Your objective.
Having found the line that contains "Query: green lawn", please retype only it and every line after it up to the end of the entries, exactly as written.

(Data provided Opens)

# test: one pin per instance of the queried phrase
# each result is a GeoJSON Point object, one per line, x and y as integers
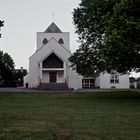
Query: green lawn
{"type": "Point", "coordinates": [79, 116]}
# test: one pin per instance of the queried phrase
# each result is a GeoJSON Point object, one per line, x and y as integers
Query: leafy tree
{"type": "Point", "coordinates": [19, 76]}
{"type": "Point", "coordinates": [6, 69]}
{"type": "Point", "coordinates": [109, 30]}
{"type": "Point", "coordinates": [1, 24]}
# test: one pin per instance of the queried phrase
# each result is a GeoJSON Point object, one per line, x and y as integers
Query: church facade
{"type": "Point", "coordinates": [49, 65]}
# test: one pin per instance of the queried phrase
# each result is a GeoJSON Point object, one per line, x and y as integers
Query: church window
{"type": "Point", "coordinates": [88, 83]}
{"type": "Point", "coordinates": [52, 61]}
{"type": "Point", "coordinates": [114, 78]}
{"type": "Point", "coordinates": [61, 41]}
{"type": "Point", "coordinates": [45, 41]}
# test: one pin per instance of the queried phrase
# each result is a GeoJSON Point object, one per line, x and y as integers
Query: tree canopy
{"type": "Point", "coordinates": [1, 24]}
{"type": "Point", "coordinates": [109, 34]}
{"type": "Point", "coordinates": [6, 68]}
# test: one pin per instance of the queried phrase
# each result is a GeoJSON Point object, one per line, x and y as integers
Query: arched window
{"type": "Point", "coordinates": [45, 41]}
{"type": "Point", "coordinates": [61, 41]}
{"type": "Point", "coordinates": [52, 61]}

(Data provided Closes)

Exercise response.
Query: green lawn
{"type": "Point", "coordinates": [79, 116]}
# test: one pin per instance of the queried phrase
# each result is a GeoJSON Point object, one per line, x and y as integers
Query: leafy tree
{"type": "Point", "coordinates": [19, 76]}
{"type": "Point", "coordinates": [6, 69]}
{"type": "Point", "coordinates": [109, 30]}
{"type": "Point", "coordinates": [1, 24]}
# test: one pin per instance of the queried phrase
# each result is a GeoJSON Point object, one per line, x and y as integers
Query: church facade
{"type": "Point", "coordinates": [49, 65]}
# test: one pin per instance of the queried phrase
# each result is a GeoJSON Point object, one per line, x and y as integers
Query: church window
{"type": "Point", "coordinates": [88, 83]}
{"type": "Point", "coordinates": [52, 61]}
{"type": "Point", "coordinates": [114, 78]}
{"type": "Point", "coordinates": [61, 41]}
{"type": "Point", "coordinates": [45, 41]}
# test: one pin per instance of the queried phrase
# each result is a GeoJSON Point object, one per line, x and y as integers
Query: tree canopy
{"type": "Point", "coordinates": [1, 24]}
{"type": "Point", "coordinates": [109, 34]}
{"type": "Point", "coordinates": [6, 68]}
# test: one pin per instance of the queried phrase
# each result is a GeoJSON Point object, one per line, x and y as integers
Query: arched window
{"type": "Point", "coordinates": [45, 41]}
{"type": "Point", "coordinates": [61, 41]}
{"type": "Point", "coordinates": [52, 61]}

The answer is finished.